■ What you will do: Rewrite only the lines below from the one containing "Highlight fire truck" down to the one containing "301;504;353;548", both included. Keep the requests and their sample coordinates unchanged, but multiply every coordinate in the answers by 2.2 and round each to a whole number, with halves rounding up.

■ Records for this exercise:
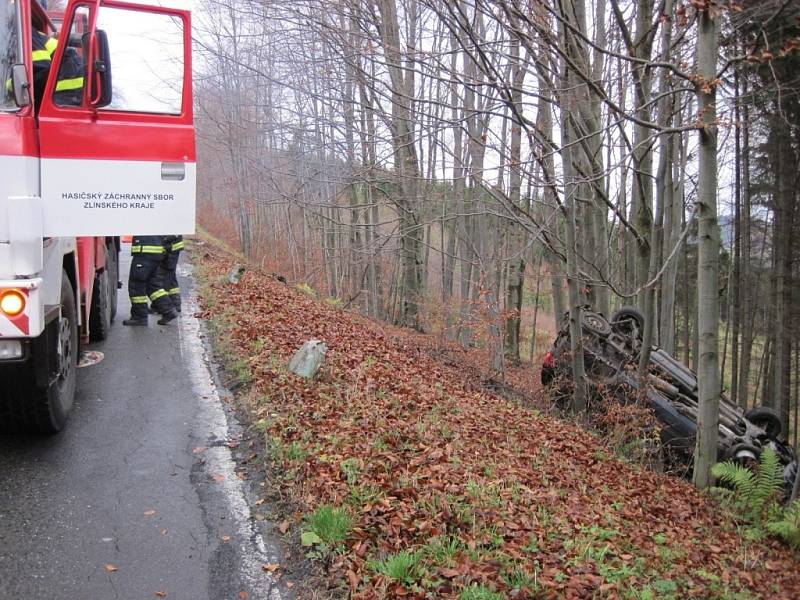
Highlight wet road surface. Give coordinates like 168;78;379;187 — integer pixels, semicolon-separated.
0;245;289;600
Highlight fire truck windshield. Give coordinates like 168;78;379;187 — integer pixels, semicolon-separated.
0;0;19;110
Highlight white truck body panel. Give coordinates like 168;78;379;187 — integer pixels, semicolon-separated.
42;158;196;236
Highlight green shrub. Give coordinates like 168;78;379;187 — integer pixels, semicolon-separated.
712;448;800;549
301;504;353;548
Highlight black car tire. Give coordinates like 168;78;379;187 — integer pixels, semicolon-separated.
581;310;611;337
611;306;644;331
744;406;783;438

■ The result:
Highlight fire truck windshield. Give coordinates like 168;78;379;187 — integer pixels, semicolon-separated.
0;0;42;242
Highlight white truck body panel. Give coordinates like 168;78;379;187 — integer pixels, semicolon-separated.
92;348;431;519
Highlight green shrub. Give coordinates like 168;78;379;187 — integer pixels, semicolon-separated.
1566;986;1760;1208
662;1109;777;1206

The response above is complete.